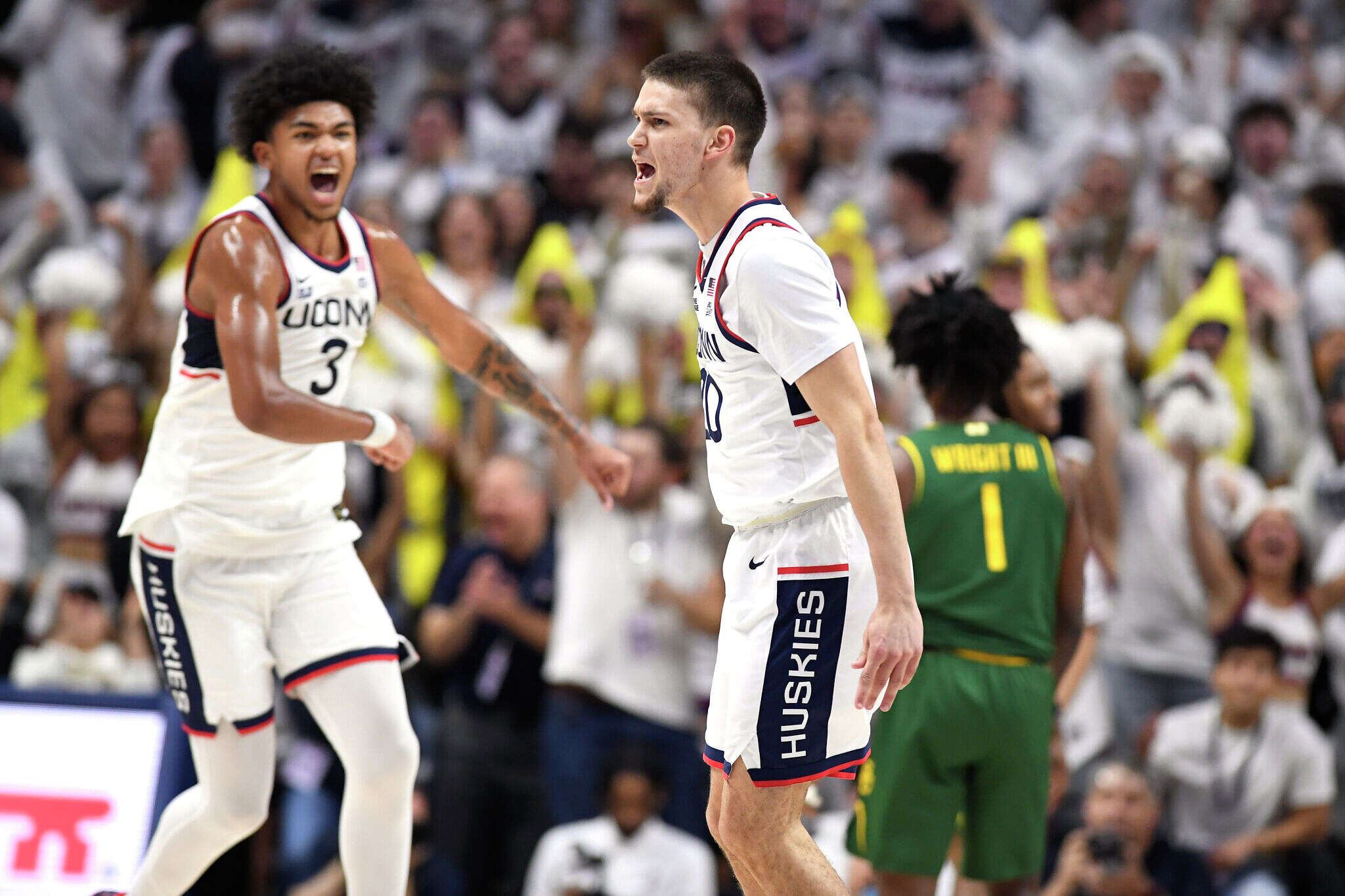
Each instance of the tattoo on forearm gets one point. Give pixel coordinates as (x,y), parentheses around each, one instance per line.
(503,375)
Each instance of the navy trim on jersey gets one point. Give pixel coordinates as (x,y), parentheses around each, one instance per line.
(338,267)
(369,253)
(724,327)
(724,276)
(256,723)
(839,766)
(170,639)
(798,405)
(709,263)
(338,661)
(799,680)
(201,349)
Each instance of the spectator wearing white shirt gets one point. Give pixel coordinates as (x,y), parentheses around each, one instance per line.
(1268,171)
(634,586)
(1317,226)
(1139,114)
(927,58)
(467,236)
(847,168)
(1157,647)
(919,241)
(627,851)
(76,56)
(512,124)
(162,194)
(79,654)
(1064,64)
(39,205)
(1246,779)
(432,165)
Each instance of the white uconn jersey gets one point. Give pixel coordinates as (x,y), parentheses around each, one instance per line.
(768,309)
(237,492)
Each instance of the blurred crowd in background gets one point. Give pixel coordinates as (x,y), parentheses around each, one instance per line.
(1155,187)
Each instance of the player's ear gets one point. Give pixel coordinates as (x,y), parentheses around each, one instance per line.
(721,141)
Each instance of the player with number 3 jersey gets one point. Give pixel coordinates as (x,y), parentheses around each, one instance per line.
(242,554)
(820,621)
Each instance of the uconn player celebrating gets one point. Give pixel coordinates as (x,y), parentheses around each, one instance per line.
(242,553)
(820,620)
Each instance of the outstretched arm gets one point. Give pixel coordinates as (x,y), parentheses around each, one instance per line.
(238,280)
(1214,561)
(1070,589)
(470,345)
(894,637)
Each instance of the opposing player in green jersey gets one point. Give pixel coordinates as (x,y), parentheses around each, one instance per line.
(998,545)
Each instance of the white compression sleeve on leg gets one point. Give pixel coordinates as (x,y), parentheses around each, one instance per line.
(229,801)
(362,710)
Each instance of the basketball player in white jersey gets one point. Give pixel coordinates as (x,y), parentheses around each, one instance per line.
(242,553)
(820,620)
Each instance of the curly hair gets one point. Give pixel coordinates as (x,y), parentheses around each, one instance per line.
(963,347)
(291,77)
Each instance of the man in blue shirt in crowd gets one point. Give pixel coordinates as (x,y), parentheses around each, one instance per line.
(487,625)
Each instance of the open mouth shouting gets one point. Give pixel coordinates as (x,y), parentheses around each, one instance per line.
(324,183)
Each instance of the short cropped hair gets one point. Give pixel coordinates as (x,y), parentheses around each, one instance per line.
(296,74)
(1328,199)
(722,89)
(931,171)
(962,344)
(1245,637)
(1259,110)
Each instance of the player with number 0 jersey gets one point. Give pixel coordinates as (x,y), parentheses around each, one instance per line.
(820,620)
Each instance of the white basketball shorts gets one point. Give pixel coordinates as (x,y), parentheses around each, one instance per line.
(223,628)
(798,598)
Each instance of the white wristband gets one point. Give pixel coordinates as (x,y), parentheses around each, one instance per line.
(385,430)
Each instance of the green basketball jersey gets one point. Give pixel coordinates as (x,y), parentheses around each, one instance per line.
(988,530)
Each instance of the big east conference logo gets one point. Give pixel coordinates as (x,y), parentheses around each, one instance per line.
(53,816)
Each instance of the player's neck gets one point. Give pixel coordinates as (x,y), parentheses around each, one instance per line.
(320,238)
(981,416)
(709,206)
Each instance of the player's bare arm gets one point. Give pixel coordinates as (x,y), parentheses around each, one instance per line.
(470,345)
(894,637)
(1070,586)
(238,280)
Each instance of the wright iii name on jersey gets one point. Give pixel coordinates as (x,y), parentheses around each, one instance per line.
(236,492)
(768,309)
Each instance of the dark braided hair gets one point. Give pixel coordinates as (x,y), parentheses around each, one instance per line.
(963,347)
(296,74)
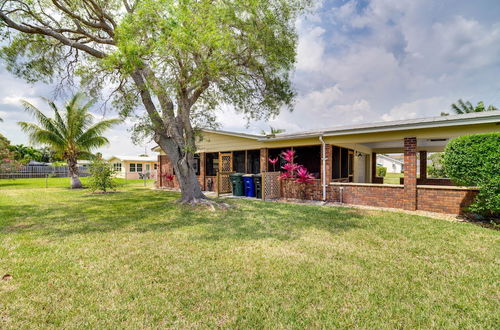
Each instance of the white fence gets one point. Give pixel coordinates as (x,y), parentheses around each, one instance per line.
(28,172)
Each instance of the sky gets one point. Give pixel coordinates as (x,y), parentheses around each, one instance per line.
- - -
▸ Objective: Please print all of the lines above word for word, without the pictures.

▸ Exercise answer:
Each instance of the tattoo on forearm gets one point. Give pixel coordinates as (x,y), parentheses around each, one instance per line.
(503,375)
Each instance of the navy trim on jersey gets one point. Give pixel coordinates as (x,y), parentheses around each, one instance per line.
(338,267)
(369,253)
(724,327)
(724,276)
(256,723)
(839,766)
(170,639)
(798,405)
(709,263)
(338,661)
(799,680)
(201,349)
Each instance of the spectator wearing white shirt gets one point. Give pixel coordinates as (x,y), parentheses around each, one instance per line.
(1268,171)
(634,586)
(1317,226)
(1139,114)
(927,58)
(467,236)
(847,168)
(1157,647)
(919,241)
(627,851)
(76,56)
(512,124)
(162,194)
(79,654)
(1064,64)
(39,205)
(1246,779)
(432,165)
Each instance of the white uconn jersey gets one point. Give pixel coordinates as (x,y), parentheses around each, one instance per line.
(768,309)
(237,492)
Each instance of the blurred crowd in background gets one point. Give pixel coordinates as (x,y), parentheses around each, one instance per line.
(1155,187)
Each instance of the player's ear gets one point. Give pixel coordinates as (x,y), parentheses around each, one instance per line.
(721,141)
Each instance of the player with number 3 jersey gets one point. Give pixel coordinates as (x,y), parentheses around each, one instance per line.
(242,554)
(820,621)
Each instance of the uconn player celebrating gets one point. Give pixel coordinates as (x,y), parentheses around each, one instance per line.
(242,553)
(820,620)
Each instance of the outstretched arm gets one point. Give pixel coordinates as (x,y), parentheses around each, one instance per line.
(238,280)
(1214,561)
(1070,589)
(470,345)
(894,637)
Each instance of the opposing player in green jersey gets one point. Give pixel coordinates as (x,y), parentheses around each, one instance per line.
(998,545)
Each instance of the white compression sleeve on leg gets one point. Give pixel coordinates as (x,y), parentheses around each, one instance per line.
(229,801)
(362,710)
Each instance of the basketball player in white jersey gets one point. Give pixel coordinates as (x,y), parentheses around each, one instance per line.
(242,553)
(820,620)
Each instance of the curly hair gets one point. Give pixel coordinates as (x,y), parentheses around each, one instance per line.
(963,347)
(291,77)
Each instance of the man in blue shirt in crowd gets one point. Give pixel coordinates as (x,y), parentheses around each, one instance per line.
(487,625)
Each instance of the open mouth shouting gets one point. Give pixel coordinates as (x,y), parentheses around each, one instance per line.
(324,183)
Each instance of the short cropped hair gets one point. Give pixel coordinates as (x,y), parentheses around each, one instance per line.
(296,74)
(1328,199)
(722,89)
(931,171)
(962,344)
(1245,637)
(1259,110)
Each instance of the player with number 0 jersey gets one point. Give pixel coordinates as (x,y), parentheses around each, one instance per line.
(820,620)
Each instance of the white basketball shorts gets one point. Give pixel coordinates as (x,y), parentheses around each, one instance per line.
(223,628)
(798,598)
Each instance of the white wristband gets one point. Give pixel coordinates as (x,y), parentheses around each, one instance per line.
(385,430)
Each instance of the green basketball jersey gets one point. Give pixel coordinates as (x,y), parentheses around each, one instance per line.
(988,530)
Each instance of the big east conference logo gets one point. Give pixel coordinates as (x,y), parentheses around each, one instance per line.
(53,816)
Each instance of the player's neck gets one point. Give pixel coordinates as (x,y), parentheses around each, one instance per line.
(320,238)
(981,416)
(709,206)
Each instance of the player's bare arm gets one point. Give pixel coordinates as (x,y), parentheses around each, one instance per line.
(470,345)
(894,637)
(1070,586)
(238,280)
Each instance of the wright iii name on jersey gets one point. Give pixel coordinates as (x,y), parentheses around each, one instance per line.
(236,492)
(768,309)
Each instance of the dark braided hair gets one point. Give pixel coordinates as (x,y), parentheses around each, one instance per line.
(963,347)
(296,74)
Each instance of the white fence gets one point. Give pixel coordinates as (x,y), parentheses around each, one instance per line.
(28,172)
Each instance of the sky gets one point. Give pixel coordinates as (x,y), parentheses around each, one instance per line.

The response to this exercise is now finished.